AIM OF THE TASK:
Give the data a second time, exactly and in full.

begin ENTRIES

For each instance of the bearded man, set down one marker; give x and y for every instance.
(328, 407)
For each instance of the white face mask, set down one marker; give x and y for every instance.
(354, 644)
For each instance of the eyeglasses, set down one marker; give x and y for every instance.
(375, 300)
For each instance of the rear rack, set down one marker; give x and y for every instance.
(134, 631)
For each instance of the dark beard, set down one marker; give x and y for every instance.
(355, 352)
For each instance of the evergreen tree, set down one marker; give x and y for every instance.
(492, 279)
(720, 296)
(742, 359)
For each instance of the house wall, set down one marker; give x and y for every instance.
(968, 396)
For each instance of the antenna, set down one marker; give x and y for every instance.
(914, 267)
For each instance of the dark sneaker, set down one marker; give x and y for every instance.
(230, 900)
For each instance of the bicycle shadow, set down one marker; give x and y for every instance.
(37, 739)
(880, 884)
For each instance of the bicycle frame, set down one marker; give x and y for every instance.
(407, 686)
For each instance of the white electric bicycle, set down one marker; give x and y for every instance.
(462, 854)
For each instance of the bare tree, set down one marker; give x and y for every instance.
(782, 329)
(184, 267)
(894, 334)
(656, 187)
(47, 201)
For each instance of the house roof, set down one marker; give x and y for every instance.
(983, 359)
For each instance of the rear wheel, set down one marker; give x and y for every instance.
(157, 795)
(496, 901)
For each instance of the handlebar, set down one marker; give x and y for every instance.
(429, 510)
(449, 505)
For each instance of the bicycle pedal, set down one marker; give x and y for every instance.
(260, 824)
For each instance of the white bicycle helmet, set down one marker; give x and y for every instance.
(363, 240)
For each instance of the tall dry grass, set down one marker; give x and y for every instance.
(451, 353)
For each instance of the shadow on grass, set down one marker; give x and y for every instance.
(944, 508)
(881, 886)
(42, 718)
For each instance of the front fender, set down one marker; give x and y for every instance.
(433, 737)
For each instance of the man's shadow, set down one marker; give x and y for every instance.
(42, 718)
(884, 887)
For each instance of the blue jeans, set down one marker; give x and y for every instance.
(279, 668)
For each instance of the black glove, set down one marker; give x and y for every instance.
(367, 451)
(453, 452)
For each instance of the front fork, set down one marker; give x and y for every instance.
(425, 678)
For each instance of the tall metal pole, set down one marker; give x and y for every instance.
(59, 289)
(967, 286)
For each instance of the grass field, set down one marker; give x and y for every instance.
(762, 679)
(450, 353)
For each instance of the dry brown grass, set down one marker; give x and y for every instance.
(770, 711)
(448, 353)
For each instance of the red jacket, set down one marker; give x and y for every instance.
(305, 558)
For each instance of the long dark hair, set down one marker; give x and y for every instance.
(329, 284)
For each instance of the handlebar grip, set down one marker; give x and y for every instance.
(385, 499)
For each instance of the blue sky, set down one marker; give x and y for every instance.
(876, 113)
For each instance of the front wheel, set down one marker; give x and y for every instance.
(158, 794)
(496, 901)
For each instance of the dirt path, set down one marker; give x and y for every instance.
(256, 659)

end ENTRIES

COMPLETE RESPONSE:
For each instance of the bearded man, set down one marker; give x and y for every instance.
(328, 407)
For each instance of the white face mask, set down one marker; give x and y for every instance.
(354, 644)
For each instance of the eyeglasses, set down one marker; give x and y for every instance.
(375, 300)
For each instance of the rear rack, set down one marker; give x and y for every instance.
(134, 631)
For each instance of the dark beard, set down one marker; give x and y for every instance.
(355, 352)
For each instance of the evergreen tree, set down one marker; give x and y for every instance.
(492, 279)
(720, 296)
(742, 359)
For each instance of the house wall, set down one marker; give x and y for every instance.
(968, 396)
For each instance of the antenna, set down one marker; give x and y for every instance.
(914, 267)
For each instance of the dark sneaker, set down one marker; give x and y for every instance.
(230, 900)
For each instance of the bicycle shadow, set down one marker; give x and y for every instance.
(37, 739)
(880, 884)
For each instance of the bicycle frame, set down one marker; give x and y for every instance.
(407, 686)
For each instance of the white electric bicycle, set down one marker; give x and y for every instance.
(462, 854)
For each instance of the bare tree, set down one marker; give x and y for every instance.
(782, 329)
(184, 267)
(894, 334)
(656, 187)
(47, 201)
For each instance of the house roof, set down one marker; give x and y for every instance.
(983, 359)
For each instance of the rear wheel, set down one marker; give x and y for every instance.
(157, 795)
(496, 901)
For each instance of the handlebar, set down one marker; give x and y for every instance.
(429, 510)
(449, 505)
For each instance of the bicycle pedal, set down one marker; give x and y for every instance.
(260, 824)
For each instance of the white bicycle helmet, set down one marker; give x and y for every instance.
(363, 240)
For each instance of the tall dry grass, set down one marker; give x and y for every instance.
(451, 353)
For each instance of the shadow on grass, set down one marker; give x and y for every instance.
(944, 508)
(881, 886)
(42, 718)
For each instance of the front fender, set down one marker; give x and y for every instance.
(433, 737)
For each instance of the man's shadow, set down one marker; give x and y for every instance.
(42, 718)
(884, 887)
For each instance of the blue jeans, set down one marker; give x and y for every instance.
(279, 668)
For each instance of the black glove, set down one marker; give x and y for every instance.
(367, 451)
(453, 452)
For each instance of the front fork, set down one marker; give x and y for every instance.
(425, 678)
For each instance of the tall metal pole, set down one marker; give x and y for every instance.
(59, 289)
(967, 286)
For each instance of the grass field, set down one marker; give x and y for every instance.
(762, 679)
(450, 353)
For each instance of the dry brown grass, set down one marker; give x and y for every instance.
(770, 711)
(448, 353)
For each instance of the red jacket, set down one marker; give x and y for every instance.
(305, 558)
For each instance of the long dark hair, set down one marker; give x and y for every instance.
(329, 284)
For each instance of the handlebar grip, set down one marker; give x and y for every instance.
(385, 499)
For each instance of the blue sky, set down one marker; give x and y for every instance.
(876, 113)
For each instance of the front wheel, set down one marker; give x and y for every instance.
(158, 794)
(496, 901)
For each instance of the dirt path, set down one marker; give x and y for every instance.
(256, 659)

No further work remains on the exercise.